- **DOCUMENT TEXT**
^^^^^^^^^^^^^^^^

ENH apply method added to Gradient Boosting

jmschrei · jmschrei · commit cd8a5c9ccfba · 2015-09-09T13:22:05.000+02:00
diff --git a/doc/whats_new.rst b/doc/whats_new.rst
@@ -156,6 +156,11 @@ Enhancements
      visible with extra trees and on datasets with categorical or sparse
      features. By `Arnaud Joly`_.
 
+   - :class:`ensemble.GradientBoostingRegressor` and
+     :class:`ensemble.GradientBoostingClassifier` now expose an ``apply``
+     method for retrieving the leaf indices each sample ends up in under
+     each try. By `Jacob Schreiber`_.
+
 Bug fixes
 .........
 
diff --git a/examples/ensemble/plot_feature_transformation.py b/examples/ensemble/plot_feature_transformation.py
@@ -70,24 +70,15 @@
 y_pred_rf_lm = rf_lm.predict_proba(rf_enc.transform(rf.apply(X_test)))[:, 1]
 fpr_rf_lm, tpr_rf_lm, _ = roc_curve(y_test, y_pred_rf_lm)
 
-
-# Supervised transformation based on gradient boosted trees. Demonstrates
-# the use of each tree's apply() method.
-def gradient_apply(clf, X):
-    X_trans = []
-    for tree in clf.estimators_.ravel():
-        X_trans.append(tree.apply(X))
-    return np.array(X_trans).T
-
 grd = GradientBoostingClassifier(n_estimators=n_estimator)
 grd_enc = OneHotEncoder()
 grd_lm = LogisticRegression()
 grd.fit(X_train, y_train)
-grd_enc.fit(gradient_apply(grd, X_train))
-grd_lm.fit(grd_enc.transform(gradient_apply(grd, X_train_lr)), y_train_lr)
+grd_enc.fit(grd.apply(X_train)[:, :, 0])
+grd_lm.fit(grd_enc.transform(grd.apply(X_train_lr)[:, :, 0]), y_train_lr)
 
 y_pred_grd_lm = grd_lm.predict_proba(
-    grd_enc.transform(gradient_apply(grd, X_test)))[:, 1]
+    grd_enc.transform(grd.apply(X_test)[:, :, 0]))[:, 1]
 fpr_grd_lm, tpr_grd_lm, _ = roc_curve(y_test, y_pred_grd_lm)

^^^^^^^^^^^^^^^^

- **RECORDS**
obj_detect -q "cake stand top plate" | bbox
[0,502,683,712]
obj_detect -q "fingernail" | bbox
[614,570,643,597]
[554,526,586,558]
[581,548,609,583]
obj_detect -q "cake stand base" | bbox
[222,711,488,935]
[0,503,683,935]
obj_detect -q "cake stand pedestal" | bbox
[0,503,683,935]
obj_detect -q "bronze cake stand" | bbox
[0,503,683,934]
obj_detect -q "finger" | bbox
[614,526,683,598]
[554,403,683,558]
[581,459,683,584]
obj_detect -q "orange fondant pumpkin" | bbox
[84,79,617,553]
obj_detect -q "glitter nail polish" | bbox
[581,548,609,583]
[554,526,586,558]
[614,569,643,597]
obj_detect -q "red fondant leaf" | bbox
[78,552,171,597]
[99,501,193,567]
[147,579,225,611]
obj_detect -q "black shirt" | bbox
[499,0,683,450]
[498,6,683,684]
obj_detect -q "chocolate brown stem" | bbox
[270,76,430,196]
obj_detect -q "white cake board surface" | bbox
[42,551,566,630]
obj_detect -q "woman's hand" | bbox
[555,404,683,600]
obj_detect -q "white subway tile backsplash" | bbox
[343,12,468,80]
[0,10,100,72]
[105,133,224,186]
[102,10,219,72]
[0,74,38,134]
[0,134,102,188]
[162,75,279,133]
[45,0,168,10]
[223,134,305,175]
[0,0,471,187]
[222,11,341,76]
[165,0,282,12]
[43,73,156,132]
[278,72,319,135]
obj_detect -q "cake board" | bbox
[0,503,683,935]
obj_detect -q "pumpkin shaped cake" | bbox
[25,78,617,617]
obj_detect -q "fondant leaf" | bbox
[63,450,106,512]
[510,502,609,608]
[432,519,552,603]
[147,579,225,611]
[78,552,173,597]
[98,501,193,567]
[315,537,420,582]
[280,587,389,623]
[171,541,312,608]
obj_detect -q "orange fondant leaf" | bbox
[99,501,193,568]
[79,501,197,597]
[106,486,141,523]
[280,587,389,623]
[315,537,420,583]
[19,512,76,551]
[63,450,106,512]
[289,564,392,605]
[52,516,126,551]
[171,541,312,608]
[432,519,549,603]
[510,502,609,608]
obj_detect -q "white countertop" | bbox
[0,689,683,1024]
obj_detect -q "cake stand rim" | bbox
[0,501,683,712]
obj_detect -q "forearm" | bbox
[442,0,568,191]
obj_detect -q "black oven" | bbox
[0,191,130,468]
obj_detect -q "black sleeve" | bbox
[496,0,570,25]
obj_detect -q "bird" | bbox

^^^^^^^^^^^^^^^^

- **WHAT TO WORK ON**
a - In the commit diff, what is the name of the helper function that the example file removes?
b - Please reproduce the commit diff starting with "diff --git a/examples/ensemble/plot_feature_transformation.py" and going on through "tree's apply() method.", substituting "Illustrates" for "Demonstrates".
c - For each statement, say whether it agrees with the commit diff, and quote the words that decide it.
(i) The example creates its GradientBoostingClassifier with n_estimators set to n_estimator.
(ii) The encoder fitted on the gradient boosting output is a LabelEncoder.
(iii) The changelog entry for the new apply method credits Arnaud Joly.
The records come from a separate source.

- **RESULTS BY TASK**
a - gradient_apply

b -
diff --git a/examples/ensemble/plot_feature_transformation.py b/examples/ensemble/plot_feature_transformation.py
@@ -70,24 +70,15 @@
 y_pred_rf_lm = rf_lm.predict_proba(rf_enc.transform(rf.apply(X_test)))[:, 1]
 fpr_rf_lm, tpr_rf_lm, _ = roc_curve(y_test, y_pred_rf_lm)
 
-
-# Supervised transformation based on gradient boosted trees. Illustrates
-# the use of each tree's apply() method.

c -
(i) Yes: "grd = GradientBoostingClassifier(n_estimators=n_estimator)"
(ii) No: "grd_enc = OneHotEncoder()"
(iii) No: "By `Jacob Schreiber`_."